Activity – No pictures are to be included when the entries below are reproduced exactly.

:: Records shown ::

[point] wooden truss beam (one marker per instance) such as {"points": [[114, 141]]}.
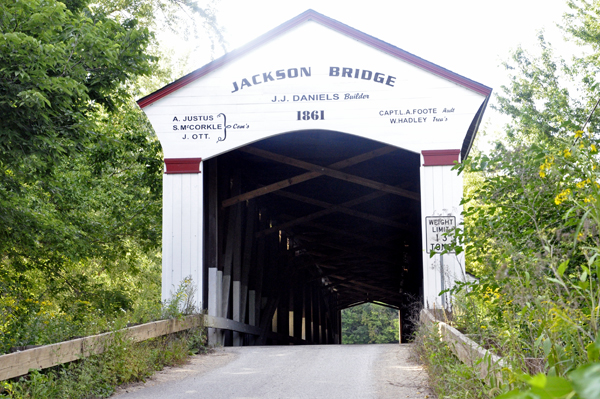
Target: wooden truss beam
{"points": [[306, 176], [332, 173]]}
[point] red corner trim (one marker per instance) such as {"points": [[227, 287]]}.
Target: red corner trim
{"points": [[440, 157], [182, 165], [331, 23]]}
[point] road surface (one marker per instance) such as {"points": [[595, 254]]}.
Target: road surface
{"points": [[314, 371]]}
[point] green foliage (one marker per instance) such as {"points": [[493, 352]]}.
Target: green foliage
{"points": [[80, 173], [532, 223], [122, 361], [369, 324], [448, 376]]}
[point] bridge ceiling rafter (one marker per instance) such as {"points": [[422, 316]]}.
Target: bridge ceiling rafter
{"points": [[348, 206]]}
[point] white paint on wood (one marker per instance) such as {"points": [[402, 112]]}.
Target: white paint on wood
{"points": [[182, 233], [441, 192]]}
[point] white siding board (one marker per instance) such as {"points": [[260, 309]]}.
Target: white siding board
{"points": [[176, 272], [167, 236], [186, 225]]}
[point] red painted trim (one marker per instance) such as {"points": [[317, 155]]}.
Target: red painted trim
{"points": [[182, 165], [440, 157], [333, 24]]}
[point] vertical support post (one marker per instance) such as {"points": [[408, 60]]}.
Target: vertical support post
{"points": [[183, 218], [316, 316], [298, 310], [308, 313], [399, 326], [212, 249], [441, 194]]}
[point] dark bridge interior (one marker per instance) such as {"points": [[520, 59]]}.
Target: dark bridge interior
{"points": [[306, 224]]}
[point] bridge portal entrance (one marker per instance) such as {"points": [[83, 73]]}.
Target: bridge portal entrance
{"points": [[308, 172]]}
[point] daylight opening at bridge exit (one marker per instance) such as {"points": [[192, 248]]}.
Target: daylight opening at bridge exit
{"points": [[308, 172]]}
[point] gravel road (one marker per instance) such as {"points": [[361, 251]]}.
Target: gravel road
{"points": [[315, 371]]}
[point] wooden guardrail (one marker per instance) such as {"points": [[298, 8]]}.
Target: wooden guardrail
{"points": [[19, 363], [488, 365]]}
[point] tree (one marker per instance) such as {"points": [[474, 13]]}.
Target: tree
{"points": [[370, 324], [80, 168]]}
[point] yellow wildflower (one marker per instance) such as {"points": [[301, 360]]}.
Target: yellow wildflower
{"points": [[583, 183], [567, 152], [561, 197]]}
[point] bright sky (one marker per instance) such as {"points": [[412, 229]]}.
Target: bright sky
{"points": [[469, 37]]}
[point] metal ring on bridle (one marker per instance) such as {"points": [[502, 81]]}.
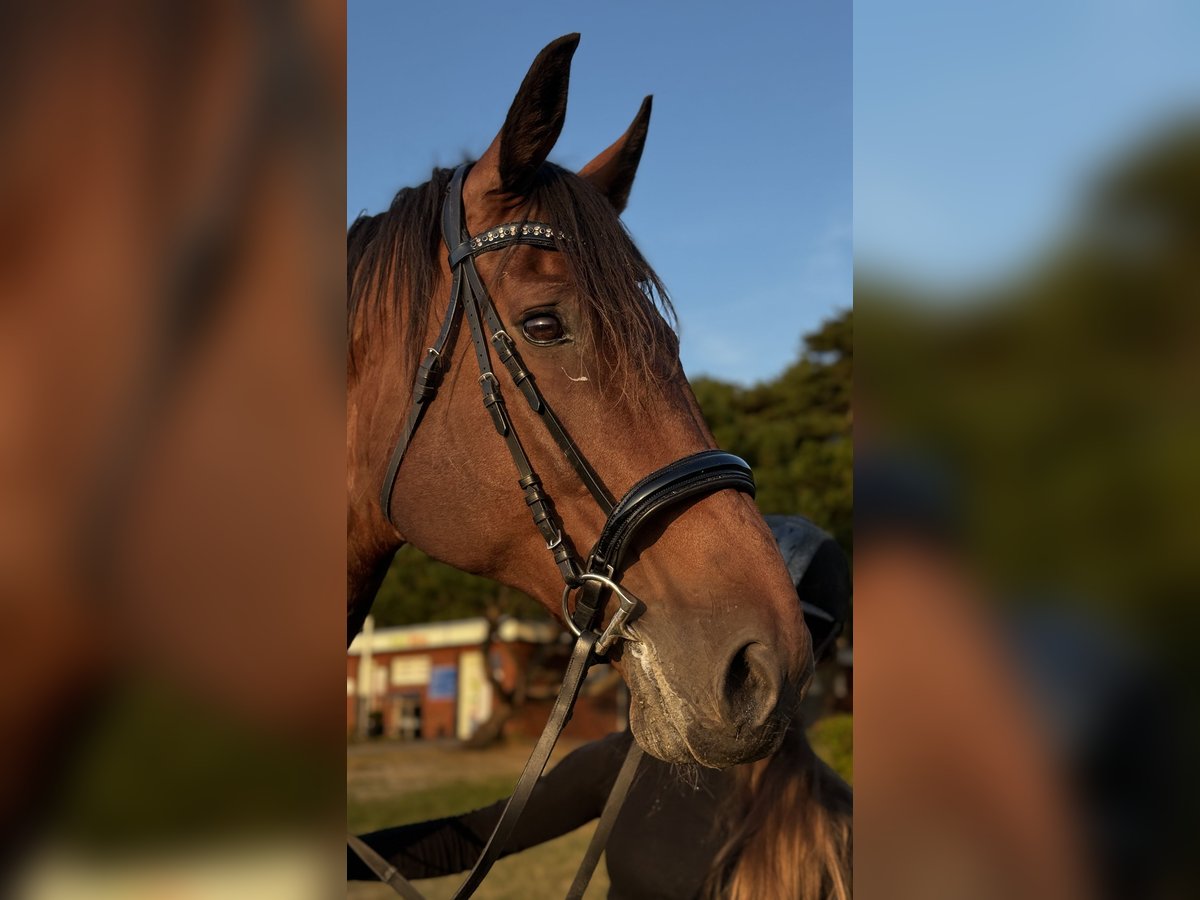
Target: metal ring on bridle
{"points": [[616, 627]]}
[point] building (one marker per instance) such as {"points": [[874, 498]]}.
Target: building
{"points": [[429, 682]]}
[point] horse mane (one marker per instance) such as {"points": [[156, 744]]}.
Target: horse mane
{"points": [[394, 261], [787, 829]]}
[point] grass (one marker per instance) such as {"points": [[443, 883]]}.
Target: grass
{"points": [[541, 871]]}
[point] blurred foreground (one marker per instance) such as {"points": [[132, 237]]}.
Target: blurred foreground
{"points": [[171, 456]]}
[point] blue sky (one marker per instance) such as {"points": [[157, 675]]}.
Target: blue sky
{"points": [[743, 198], [977, 125]]}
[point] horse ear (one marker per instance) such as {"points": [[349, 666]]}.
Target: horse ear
{"points": [[613, 171], [533, 124]]}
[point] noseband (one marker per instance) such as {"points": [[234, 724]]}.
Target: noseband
{"points": [[684, 480]]}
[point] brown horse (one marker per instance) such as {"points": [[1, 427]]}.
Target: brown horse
{"points": [[720, 652]]}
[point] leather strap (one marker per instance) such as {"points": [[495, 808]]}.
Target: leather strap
{"points": [[696, 475], [385, 871], [577, 669], [607, 819]]}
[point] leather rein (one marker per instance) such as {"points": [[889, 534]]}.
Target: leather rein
{"points": [[690, 478]]}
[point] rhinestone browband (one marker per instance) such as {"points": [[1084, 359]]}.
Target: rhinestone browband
{"points": [[504, 233]]}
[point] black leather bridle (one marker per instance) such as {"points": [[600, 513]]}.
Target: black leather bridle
{"points": [[688, 479]]}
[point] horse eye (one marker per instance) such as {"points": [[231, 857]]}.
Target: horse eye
{"points": [[543, 329]]}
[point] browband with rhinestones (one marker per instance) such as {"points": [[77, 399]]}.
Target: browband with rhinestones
{"points": [[538, 234]]}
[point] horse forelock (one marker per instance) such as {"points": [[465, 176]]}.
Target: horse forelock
{"points": [[394, 265]]}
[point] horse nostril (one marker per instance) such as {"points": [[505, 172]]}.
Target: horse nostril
{"points": [[750, 688]]}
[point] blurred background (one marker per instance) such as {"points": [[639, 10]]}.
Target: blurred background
{"points": [[1027, 431]]}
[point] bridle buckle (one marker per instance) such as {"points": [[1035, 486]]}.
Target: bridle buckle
{"points": [[616, 629]]}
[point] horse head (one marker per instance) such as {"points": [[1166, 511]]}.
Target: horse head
{"points": [[718, 654]]}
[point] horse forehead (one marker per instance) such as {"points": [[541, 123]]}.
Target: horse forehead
{"points": [[526, 267]]}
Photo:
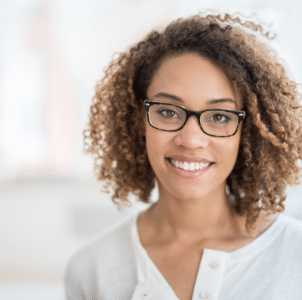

:::

Answer area –
[point] wooden truss beam (one marker per instance) such as {"points": [[114, 141]]}.
Target: wooden truss beam
{"points": [[306, 176], [332, 173]]}
[point] red corner trim (one marker per instance) such as {"points": [[227, 287]]}.
Target: red corner trim
{"points": [[440, 157], [182, 165], [331, 23]]}
[point] road surface (one marker per instance) such as {"points": [[595, 254]]}.
Target: road surface
{"points": [[314, 371]]}
[point] green foliage (one marker per instance) such as {"points": [[493, 352]]}.
Target: green foliage
{"points": [[80, 173], [532, 223], [122, 361], [369, 324], [448, 376]]}
[point] bridge ceiling rafter (one marker per instance) such as {"points": [[422, 316]]}.
Target: bridge ceiling rafter
{"points": [[348, 206]]}
[point] white paint on wood (one marker per instance) such as {"points": [[402, 112]]}.
Target: white paint on wood
{"points": [[182, 233], [441, 192]]}
[point] white siding board (one marker per instance) such as {"points": [[260, 309]]}.
Target: white siding board
{"points": [[176, 272], [167, 236], [186, 225]]}
[point] red painted trim (one marker per instance) such as {"points": [[317, 155]]}.
Target: red painted trim
{"points": [[182, 165], [440, 157], [333, 24]]}
[point] vertical support post (one marker per instance) such as {"points": [[408, 60]]}.
Target: vertical support post
{"points": [[183, 218], [316, 316], [298, 310], [308, 313], [399, 326], [212, 249], [441, 194]]}
[point] dark bridge interior (one marker per instance) such as {"points": [[520, 59]]}.
Target: dark bridge interior
{"points": [[306, 224]]}
[point] bridge portal entrance (one marker per instance) such as {"points": [[83, 73]]}.
Target: bridge portal entrance
{"points": [[308, 172]]}
[point] daylight opening at bridge exit (one marker per instance) such as {"points": [[192, 248]]}.
Target: daylight opening at bridge exit
{"points": [[308, 172]]}
[point] gravel road (one marker per instance) such as {"points": [[361, 251]]}.
Target: gravel road
{"points": [[315, 371]]}
[point] wooden guardrail (one marker per instance) such as {"points": [[298, 8]]}.
Target: wooden guardrail
{"points": [[19, 363], [488, 365]]}
[point] tree (one marker per instance) such as {"points": [[474, 13]]}.
Target: tree
{"points": [[370, 324], [80, 168]]}
[point] yellow wildflower (one marker per instance) such as {"points": [[301, 360]]}.
Target: yellow wildflower
{"points": [[583, 183], [567, 152], [561, 197]]}
[point] bright sky (one marker per instance) such as {"points": [[412, 229]]}.
Target: bright sky
{"points": [[469, 37]]}
[point] metal ring on bridle (one marker per instance) such as {"points": [[502, 81]]}.
Target: metal ring on bridle
{"points": [[616, 627]]}
[point] building (one marker per instance) such as {"points": [[874, 498]]}.
Target: building
{"points": [[429, 682]]}
[point] horse mane (one marker per instance) such as {"points": [[156, 744]]}.
Target: horse mane
{"points": [[394, 261], [787, 829]]}
[point] grass (one marker per instance) such as {"points": [[443, 883]]}.
Target: grass
{"points": [[541, 871]]}
[point] blurred foreground (one marker per instance) such as {"points": [[132, 237]]}.
Target: blurred foreground
{"points": [[171, 456]]}
[point] blue sky (one marker per instance) such as {"points": [[157, 675]]}.
Target: blue sky
{"points": [[743, 198], [977, 125]]}
[point] horse ear (one marker per instance) such as {"points": [[349, 666]]}.
Target: horse ear
{"points": [[613, 171], [533, 124]]}
[point] noseband (one marker per instance) such as {"points": [[234, 724]]}.
Target: noseband
{"points": [[684, 480]]}
[point] brown horse (one marker per instance) such as {"points": [[1, 427]]}.
Target: brown horse
{"points": [[720, 652]]}
[point] leather strap (one marker per instance) such as {"points": [[495, 808]]}.
Target: leather strap
{"points": [[696, 475], [385, 871], [577, 669], [607, 819]]}
[point] leather rein (one marker per instance) such as {"points": [[889, 534]]}.
Target: leather rein
{"points": [[690, 478]]}
[point] rhinestone browband (one marker per instance) such as {"points": [[1084, 359]]}.
Target: rhinestone browband
{"points": [[504, 233]]}
[point] black leather bridle (one marker per instance) such as {"points": [[600, 513]]}.
Target: black leather bridle
{"points": [[688, 479]]}
[point] horse eye (one marker per instance) such as {"points": [[231, 857]]}.
Target: horse eye
{"points": [[543, 329]]}
[point] browband with rhinestones (one marker per instance) such as {"points": [[77, 399]]}.
Target: browband with rhinestones
{"points": [[538, 234]]}
[point] horse forelock (one marker per instance) such as {"points": [[465, 176]]}.
Target: horse forelock
{"points": [[394, 265]]}
[point] horse nostril (one marker per instance) such as {"points": [[505, 172]]}.
Target: horse nostril
{"points": [[750, 688]]}
[point] blurred background (one marker per instance) such as {"points": [[639, 10]]}.
Target: blurred background
{"points": [[1027, 431]]}
[point] bridle buckle (one marker per instance) such as {"points": [[1035, 486]]}.
Target: bridle buckle
{"points": [[616, 629]]}
[point] horse head (one marker per instance) such as {"points": [[1166, 511]]}.
Target: horse head
{"points": [[718, 654]]}
[point] horse forehead (one marker per instance) such as {"points": [[541, 123]]}.
Target: horse forehead
{"points": [[526, 267]]}
Photo:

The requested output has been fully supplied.